Saved data entries:
◇ ◇ ◇ ◇ ◇ ◇ ◇
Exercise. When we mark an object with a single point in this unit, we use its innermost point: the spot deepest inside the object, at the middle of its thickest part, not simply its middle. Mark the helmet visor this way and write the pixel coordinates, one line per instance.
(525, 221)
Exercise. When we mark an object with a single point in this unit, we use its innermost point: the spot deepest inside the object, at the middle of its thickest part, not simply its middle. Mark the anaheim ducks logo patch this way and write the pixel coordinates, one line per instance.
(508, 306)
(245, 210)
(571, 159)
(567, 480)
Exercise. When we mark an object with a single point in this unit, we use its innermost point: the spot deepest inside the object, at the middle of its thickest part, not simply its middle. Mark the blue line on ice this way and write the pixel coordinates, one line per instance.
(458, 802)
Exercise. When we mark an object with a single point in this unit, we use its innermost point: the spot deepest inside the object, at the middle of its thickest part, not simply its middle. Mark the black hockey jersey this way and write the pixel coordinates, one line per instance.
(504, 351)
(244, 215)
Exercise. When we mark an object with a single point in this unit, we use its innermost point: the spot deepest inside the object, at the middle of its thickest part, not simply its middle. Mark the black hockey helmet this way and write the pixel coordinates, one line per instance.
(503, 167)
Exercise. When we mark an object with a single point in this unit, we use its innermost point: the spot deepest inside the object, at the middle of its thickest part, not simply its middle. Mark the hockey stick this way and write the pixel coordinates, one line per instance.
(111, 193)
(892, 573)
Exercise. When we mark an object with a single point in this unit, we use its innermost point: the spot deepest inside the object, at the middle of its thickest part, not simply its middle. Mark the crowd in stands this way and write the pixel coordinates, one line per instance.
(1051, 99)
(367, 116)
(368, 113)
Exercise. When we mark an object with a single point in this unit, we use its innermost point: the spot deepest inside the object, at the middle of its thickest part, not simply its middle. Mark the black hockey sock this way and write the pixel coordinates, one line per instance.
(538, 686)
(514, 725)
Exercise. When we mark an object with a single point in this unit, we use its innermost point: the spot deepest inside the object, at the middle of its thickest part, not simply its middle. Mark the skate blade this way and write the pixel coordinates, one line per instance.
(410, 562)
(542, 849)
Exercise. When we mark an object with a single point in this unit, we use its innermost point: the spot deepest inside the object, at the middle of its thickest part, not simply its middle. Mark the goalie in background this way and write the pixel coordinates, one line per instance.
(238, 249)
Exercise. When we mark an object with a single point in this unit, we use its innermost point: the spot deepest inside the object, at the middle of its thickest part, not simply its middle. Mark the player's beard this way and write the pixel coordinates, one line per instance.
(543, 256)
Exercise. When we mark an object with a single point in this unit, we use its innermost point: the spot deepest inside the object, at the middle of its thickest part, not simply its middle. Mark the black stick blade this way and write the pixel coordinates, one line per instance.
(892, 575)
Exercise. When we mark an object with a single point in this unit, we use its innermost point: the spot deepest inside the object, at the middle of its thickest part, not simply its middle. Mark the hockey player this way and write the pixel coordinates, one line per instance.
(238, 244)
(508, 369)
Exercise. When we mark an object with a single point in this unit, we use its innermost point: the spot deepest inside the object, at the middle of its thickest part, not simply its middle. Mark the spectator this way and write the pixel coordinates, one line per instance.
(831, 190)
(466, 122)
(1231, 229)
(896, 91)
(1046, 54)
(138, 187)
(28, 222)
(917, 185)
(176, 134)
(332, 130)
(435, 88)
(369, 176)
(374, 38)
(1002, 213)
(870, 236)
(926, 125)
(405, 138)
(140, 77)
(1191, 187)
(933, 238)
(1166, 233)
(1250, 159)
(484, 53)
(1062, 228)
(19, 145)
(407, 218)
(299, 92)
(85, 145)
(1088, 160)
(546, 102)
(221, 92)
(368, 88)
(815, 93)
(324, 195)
◇ ◇ ◇ ◇ ◇ ◇ ◇
Go through the records above and set each one down exactly, please.

SOLUTION TO THIS TASK ::
Exercise. When we mark an object with a single point in this unit, we use its innermost point: the spot deepest inside the object, at the middle of its thickest part, not simply its middle. Mark the helmet visor this way and write the pixel coordinates, one line per instance.
(525, 221)
Exercise. When we mark an object with a single point in this unit, we use its innermost point: the spot deepest inside the object, at the middle of its thickest part, not simply its middle. Mark the anaheim ducks logo patch this way and write the pixel coordinates, one line per instance.
(508, 306)
(245, 210)
(571, 159)
(567, 480)
Exercise. When we mark an object with a single point in this unit, we use its innermost point: the spot deepest inside the object, at the middle of its thickest part, not simply its middle. Mark the blue line on ice this way and write the pixel coordinates, one line per instance.
(458, 802)
Exercise. When we mark an object with a single point in this unit, we use its innermost point: the spot deepest inside the object, at the middle of its thickest part, not simply its middle. Mark the black hockey jersey this way and write the pixel coordinates, one line per instance.
(504, 351)
(244, 215)
Exercise. When we mark an object with a single point in this unit, we use its innermost point: the spot deepest inside the object, at the middle of its thickest part, not simply its middle. Mark the black hockey helmet this way and write the pixel coordinates, one line per instance.
(503, 167)
Exercise. When we mark an object with a single point in this unit, we use its innermost point: the spot deepest inside the object, at the middle of its thickest part, not simply its middle. Mark the hockey stick this way and write the pixel coordinates, one line per instance.
(111, 193)
(892, 573)
Exercise. When we mark an object with a single point in this unit, we use its innermost point: the spot deepest inside the object, at the middle of its thickest part, not simply its middle. Mark the crowd in stands this way and write the pixel coordinates, one line per instance.
(1051, 99)
(367, 116)
(368, 113)
Exercise. When we mark an object with a single point in this unit, we use its innermost point: the spot deepest inside the object, at the middle of its thickest part, not simply its middle. Mark the black hockey sock this way and write the pixel coordinates, one line per instance.
(538, 686)
(514, 725)
Exercise. When we mark an object with a single point in this unit, we use its innermost point: the spot deepest inside the object, at the middle of its thickest part, not simply its middle. Mark the skate blade this way and write the pixel coordinates, one line per instance.
(410, 562)
(542, 849)
Exercise. When we mark an object with a single point in this unit, we use its innermost point: the spot deepest inside the object, at the middle of its thickest part, not simply its middle. Mark the goalie in background this way and write the pixel coordinates, one line per instance.
(238, 249)
Exercise. When we mark an object with a single point in this unit, we use its innermost point: the spot deepest inside the object, at the middle of its thickest part, not simply its middle. Mark the player's beard this way and write the pixel coordinates, one line per instance.
(543, 256)
Exercise. When we mark an object with a single point in this unit, we use its innermost point: the spot deepest inside the object, at the middle of its thickest part, not simply its middle. Mark the black stick blade this way and write the pixel coordinates, one line per instance.
(892, 575)
Exercise. When we mark an object with a single point in this unit, we use its innermost point: the spot deepest inside the object, at the middle of its thickest part, not simply its middle. Mark the hockey player this way and write the pixel coordinates, one line per instance.
(238, 244)
(508, 369)
Exercise. When we mark an object with a single point in this unit, we use its innermost point: the spot deepest inside the object, at the middle of its thickest part, not simply its middle. Mark the spectator this way and write the pixel coordinates, one line per instance.
(831, 190)
(466, 122)
(1231, 229)
(896, 91)
(1046, 54)
(138, 187)
(28, 222)
(917, 185)
(176, 134)
(332, 130)
(435, 88)
(369, 176)
(374, 38)
(1002, 213)
(870, 236)
(926, 125)
(405, 138)
(140, 77)
(1191, 187)
(933, 238)
(1166, 233)
(1250, 159)
(484, 53)
(1062, 228)
(19, 145)
(407, 218)
(299, 92)
(85, 145)
(1088, 160)
(546, 102)
(221, 92)
(368, 88)
(815, 93)
(324, 195)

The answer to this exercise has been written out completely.